[Extracted records]
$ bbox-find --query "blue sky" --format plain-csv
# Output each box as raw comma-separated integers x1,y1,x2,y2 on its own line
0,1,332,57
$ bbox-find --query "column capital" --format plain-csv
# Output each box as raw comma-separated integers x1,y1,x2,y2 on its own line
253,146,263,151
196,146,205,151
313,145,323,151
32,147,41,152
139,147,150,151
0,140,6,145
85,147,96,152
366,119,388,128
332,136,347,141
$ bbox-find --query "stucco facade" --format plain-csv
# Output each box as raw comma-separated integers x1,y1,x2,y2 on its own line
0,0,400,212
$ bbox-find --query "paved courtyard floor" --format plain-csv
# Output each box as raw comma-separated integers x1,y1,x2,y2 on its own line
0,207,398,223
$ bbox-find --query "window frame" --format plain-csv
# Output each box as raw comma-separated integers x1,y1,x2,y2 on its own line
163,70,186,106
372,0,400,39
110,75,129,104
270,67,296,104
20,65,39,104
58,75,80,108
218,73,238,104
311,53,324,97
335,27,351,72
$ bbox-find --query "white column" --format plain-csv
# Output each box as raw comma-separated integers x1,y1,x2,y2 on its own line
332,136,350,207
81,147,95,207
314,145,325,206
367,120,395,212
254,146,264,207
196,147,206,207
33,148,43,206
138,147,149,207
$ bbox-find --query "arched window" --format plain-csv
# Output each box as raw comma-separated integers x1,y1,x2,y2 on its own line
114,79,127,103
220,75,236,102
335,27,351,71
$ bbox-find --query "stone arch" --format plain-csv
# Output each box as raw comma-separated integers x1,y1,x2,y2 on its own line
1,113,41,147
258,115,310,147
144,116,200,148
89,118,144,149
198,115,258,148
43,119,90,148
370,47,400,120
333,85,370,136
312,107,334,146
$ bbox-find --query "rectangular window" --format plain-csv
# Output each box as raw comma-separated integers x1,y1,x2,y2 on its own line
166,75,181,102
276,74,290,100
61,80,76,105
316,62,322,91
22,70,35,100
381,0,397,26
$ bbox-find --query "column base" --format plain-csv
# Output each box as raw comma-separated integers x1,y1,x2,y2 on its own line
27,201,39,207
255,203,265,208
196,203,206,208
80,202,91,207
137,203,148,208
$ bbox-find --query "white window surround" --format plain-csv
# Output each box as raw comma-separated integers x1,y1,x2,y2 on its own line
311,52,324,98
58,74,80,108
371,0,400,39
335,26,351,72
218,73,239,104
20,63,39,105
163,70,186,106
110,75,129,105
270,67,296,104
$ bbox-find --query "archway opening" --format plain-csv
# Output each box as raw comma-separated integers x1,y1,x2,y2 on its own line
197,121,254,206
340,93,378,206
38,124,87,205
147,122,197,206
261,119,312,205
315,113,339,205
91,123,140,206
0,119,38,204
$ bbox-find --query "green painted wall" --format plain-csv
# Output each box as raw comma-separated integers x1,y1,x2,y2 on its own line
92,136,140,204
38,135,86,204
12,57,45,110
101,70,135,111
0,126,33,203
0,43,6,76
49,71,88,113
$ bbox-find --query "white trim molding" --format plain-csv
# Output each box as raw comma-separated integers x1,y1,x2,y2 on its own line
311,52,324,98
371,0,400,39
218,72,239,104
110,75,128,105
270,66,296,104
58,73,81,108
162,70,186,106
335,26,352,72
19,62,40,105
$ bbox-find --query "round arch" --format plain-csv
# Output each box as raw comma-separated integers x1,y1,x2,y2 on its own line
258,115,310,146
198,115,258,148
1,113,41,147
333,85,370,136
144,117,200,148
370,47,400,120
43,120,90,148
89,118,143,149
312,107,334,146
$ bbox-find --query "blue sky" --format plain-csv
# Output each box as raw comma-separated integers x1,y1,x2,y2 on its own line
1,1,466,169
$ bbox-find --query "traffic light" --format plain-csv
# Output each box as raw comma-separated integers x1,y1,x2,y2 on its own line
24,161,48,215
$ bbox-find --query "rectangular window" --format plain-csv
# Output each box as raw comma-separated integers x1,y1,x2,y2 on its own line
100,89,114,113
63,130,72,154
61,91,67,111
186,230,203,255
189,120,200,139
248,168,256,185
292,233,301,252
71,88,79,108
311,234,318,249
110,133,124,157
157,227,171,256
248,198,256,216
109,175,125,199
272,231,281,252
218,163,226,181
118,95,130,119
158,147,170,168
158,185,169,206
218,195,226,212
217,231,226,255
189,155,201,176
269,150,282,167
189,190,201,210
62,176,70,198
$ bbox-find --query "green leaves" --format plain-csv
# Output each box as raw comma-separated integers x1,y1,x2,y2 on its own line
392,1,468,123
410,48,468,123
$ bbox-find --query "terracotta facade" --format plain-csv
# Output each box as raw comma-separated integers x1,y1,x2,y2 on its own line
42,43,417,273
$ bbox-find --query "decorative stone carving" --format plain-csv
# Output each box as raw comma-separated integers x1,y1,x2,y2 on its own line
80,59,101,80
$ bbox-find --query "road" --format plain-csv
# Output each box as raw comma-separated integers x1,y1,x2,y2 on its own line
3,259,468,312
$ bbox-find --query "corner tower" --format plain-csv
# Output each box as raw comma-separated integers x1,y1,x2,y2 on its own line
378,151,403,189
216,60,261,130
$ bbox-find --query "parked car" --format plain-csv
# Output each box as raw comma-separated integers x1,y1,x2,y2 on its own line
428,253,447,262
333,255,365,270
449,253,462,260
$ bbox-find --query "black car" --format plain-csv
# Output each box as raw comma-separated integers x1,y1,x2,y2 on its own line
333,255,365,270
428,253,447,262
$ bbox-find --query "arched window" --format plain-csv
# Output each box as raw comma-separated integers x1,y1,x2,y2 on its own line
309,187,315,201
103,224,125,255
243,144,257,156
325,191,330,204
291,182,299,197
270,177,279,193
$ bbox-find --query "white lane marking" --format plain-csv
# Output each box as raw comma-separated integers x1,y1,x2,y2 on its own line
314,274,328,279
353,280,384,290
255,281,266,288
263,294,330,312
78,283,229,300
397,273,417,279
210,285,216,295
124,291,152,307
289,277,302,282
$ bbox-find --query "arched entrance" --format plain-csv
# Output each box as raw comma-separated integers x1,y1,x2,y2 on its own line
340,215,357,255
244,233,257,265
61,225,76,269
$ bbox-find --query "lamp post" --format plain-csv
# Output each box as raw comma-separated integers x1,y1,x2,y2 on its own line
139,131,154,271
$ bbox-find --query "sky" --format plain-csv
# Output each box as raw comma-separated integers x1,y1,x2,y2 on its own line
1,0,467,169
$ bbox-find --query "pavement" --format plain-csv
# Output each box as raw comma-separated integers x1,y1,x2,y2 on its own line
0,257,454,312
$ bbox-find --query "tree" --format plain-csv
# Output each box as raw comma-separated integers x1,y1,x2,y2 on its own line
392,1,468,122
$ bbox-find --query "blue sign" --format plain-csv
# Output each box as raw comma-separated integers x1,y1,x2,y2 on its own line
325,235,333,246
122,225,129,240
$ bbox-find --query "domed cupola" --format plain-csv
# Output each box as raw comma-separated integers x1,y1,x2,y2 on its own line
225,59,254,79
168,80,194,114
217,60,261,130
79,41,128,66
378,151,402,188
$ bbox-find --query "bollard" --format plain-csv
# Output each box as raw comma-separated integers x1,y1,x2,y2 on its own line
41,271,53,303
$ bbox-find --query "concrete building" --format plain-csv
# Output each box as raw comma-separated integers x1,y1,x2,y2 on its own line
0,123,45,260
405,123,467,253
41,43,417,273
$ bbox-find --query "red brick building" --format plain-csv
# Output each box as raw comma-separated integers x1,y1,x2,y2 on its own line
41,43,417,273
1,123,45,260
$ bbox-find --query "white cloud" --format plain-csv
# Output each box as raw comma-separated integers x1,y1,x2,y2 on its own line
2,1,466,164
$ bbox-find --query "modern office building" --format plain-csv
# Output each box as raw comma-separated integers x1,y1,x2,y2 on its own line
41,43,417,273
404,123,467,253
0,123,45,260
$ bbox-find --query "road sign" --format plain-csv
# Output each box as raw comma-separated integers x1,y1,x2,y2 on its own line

PROMPT = Among the entries above, find every line holding "building" and copy it.

WRITTEN RESPONSE =
$ bbox-find --query "concrete building" --format plain-csv
$ bbox-find --query "red brick building" --format plain-csv
$ bbox-find --query "modern office building" --format plain-csv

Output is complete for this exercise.